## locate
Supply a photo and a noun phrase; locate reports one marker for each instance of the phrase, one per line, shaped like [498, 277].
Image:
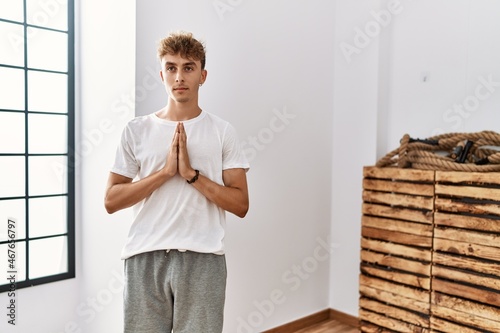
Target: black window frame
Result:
[70, 154]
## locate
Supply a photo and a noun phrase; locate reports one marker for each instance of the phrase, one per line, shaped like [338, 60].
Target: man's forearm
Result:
[231, 199]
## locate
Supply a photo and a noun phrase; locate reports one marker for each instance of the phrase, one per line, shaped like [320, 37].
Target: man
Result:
[180, 168]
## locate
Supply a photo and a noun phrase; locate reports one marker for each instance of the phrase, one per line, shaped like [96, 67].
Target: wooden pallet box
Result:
[466, 260]
[396, 250]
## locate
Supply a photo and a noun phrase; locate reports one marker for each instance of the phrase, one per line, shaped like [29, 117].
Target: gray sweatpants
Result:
[179, 291]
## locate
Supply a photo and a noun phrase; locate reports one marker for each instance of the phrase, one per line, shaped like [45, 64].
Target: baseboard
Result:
[344, 318]
[316, 318]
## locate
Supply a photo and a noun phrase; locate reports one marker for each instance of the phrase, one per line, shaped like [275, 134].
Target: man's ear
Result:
[203, 76]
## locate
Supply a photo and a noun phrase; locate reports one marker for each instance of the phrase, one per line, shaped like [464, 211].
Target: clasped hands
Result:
[178, 157]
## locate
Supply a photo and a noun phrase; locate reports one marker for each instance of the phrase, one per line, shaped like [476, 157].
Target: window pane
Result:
[19, 263]
[47, 92]
[47, 134]
[48, 216]
[12, 209]
[48, 257]
[47, 50]
[11, 88]
[13, 177]
[12, 132]
[11, 44]
[49, 13]
[47, 175]
[12, 10]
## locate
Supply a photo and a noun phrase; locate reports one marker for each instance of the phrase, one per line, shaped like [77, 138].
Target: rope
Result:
[471, 152]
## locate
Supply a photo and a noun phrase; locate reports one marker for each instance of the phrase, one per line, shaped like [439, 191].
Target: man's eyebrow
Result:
[190, 63]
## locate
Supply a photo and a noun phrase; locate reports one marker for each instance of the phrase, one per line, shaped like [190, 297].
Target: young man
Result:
[180, 168]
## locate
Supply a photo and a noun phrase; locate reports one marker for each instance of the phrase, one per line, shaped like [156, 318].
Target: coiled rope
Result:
[471, 152]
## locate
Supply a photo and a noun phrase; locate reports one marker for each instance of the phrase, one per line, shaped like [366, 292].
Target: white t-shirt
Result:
[176, 215]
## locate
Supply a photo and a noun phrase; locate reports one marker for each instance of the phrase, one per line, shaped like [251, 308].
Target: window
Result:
[37, 186]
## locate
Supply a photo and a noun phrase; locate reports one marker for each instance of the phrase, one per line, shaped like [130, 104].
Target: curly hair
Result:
[184, 44]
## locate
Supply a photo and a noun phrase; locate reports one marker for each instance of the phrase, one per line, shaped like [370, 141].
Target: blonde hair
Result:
[184, 44]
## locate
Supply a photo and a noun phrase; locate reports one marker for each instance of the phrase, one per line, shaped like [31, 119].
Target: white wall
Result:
[107, 88]
[454, 46]
[264, 59]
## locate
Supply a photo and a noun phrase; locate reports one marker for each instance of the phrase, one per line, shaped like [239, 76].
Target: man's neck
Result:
[179, 111]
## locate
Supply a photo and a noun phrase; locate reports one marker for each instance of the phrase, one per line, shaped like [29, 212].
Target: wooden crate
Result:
[466, 259]
[396, 250]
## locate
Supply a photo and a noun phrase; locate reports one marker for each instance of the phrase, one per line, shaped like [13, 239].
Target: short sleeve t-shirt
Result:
[176, 215]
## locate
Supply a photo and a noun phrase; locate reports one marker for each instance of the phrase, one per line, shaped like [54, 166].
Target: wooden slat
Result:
[464, 291]
[466, 277]
[394, 312]
[466, 263]
[465, 306]
[468, 177]
[398, 187]
[397, 237]
[398, 213]
[449, 327]
[421, 229]
[367, 327]
[417, 267]
[395, 288]
[468, 192]
[465, 318]
[454, 206]
[390, 323]
[466, 222]
[467, 249]
[395, 276]
[462, 235]
[401, 200]
[397, 300]
[399, 174]
[397, 249]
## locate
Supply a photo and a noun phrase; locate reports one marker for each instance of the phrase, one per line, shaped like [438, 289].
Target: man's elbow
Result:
[242, 210]
[110, 207]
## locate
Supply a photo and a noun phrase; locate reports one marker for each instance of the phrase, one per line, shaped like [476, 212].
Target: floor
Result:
[329, 326]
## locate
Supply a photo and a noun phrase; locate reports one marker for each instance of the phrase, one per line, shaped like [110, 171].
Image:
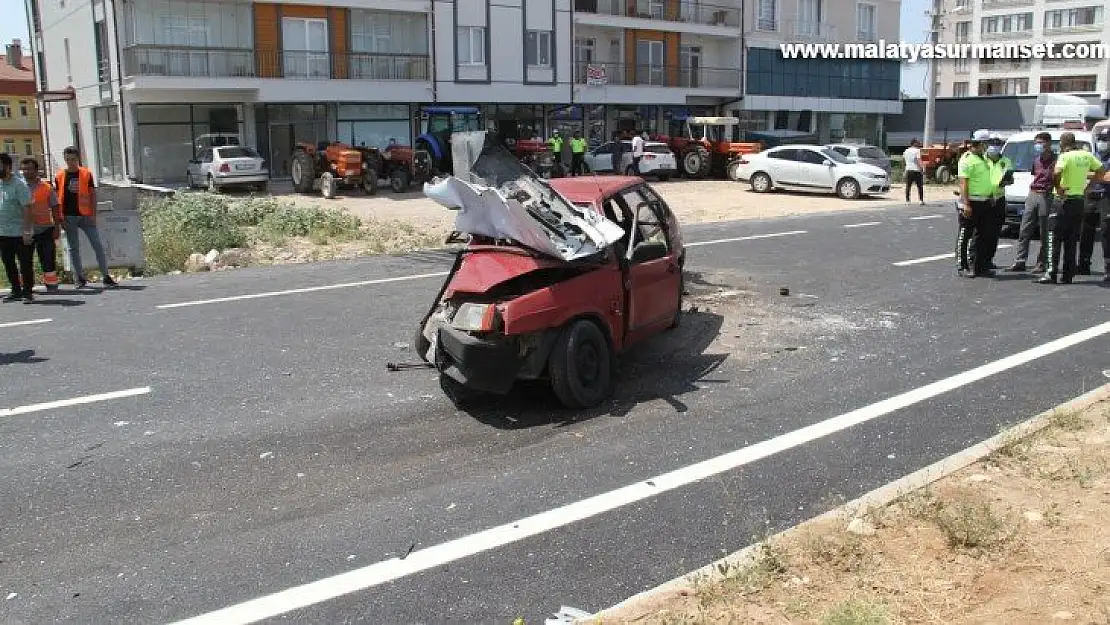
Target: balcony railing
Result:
[656, 76]
[683, 11]
[811, 30]
[233, 62]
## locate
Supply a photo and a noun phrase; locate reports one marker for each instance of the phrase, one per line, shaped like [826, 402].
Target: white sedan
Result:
[658, 160]
[228, 165]
[809, 168]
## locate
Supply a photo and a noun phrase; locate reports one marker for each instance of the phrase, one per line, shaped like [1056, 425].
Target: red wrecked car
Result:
[557, 278]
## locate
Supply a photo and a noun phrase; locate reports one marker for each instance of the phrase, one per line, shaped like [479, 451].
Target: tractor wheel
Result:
[303, 171]
[400, 180]
[328, 184]
[696, 161]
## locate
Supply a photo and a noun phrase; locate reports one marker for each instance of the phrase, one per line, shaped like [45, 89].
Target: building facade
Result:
[162, 77]
[1023, 21]
[19, 117]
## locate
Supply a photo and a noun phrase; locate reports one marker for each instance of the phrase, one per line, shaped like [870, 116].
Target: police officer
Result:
[1072, 168]
[1098, 212]
[978, 224]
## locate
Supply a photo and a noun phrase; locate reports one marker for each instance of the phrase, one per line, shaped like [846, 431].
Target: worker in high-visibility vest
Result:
[47, 219]
[577, 153]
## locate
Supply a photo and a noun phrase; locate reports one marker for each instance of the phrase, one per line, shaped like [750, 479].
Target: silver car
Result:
[863, 153]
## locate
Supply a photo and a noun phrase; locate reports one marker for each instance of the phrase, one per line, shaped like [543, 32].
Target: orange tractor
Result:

◆ YOUR GOAL
Please state how many lines in the material above contain the word "wooden". Reply with the number alone.

◆ TASK ANSWER
3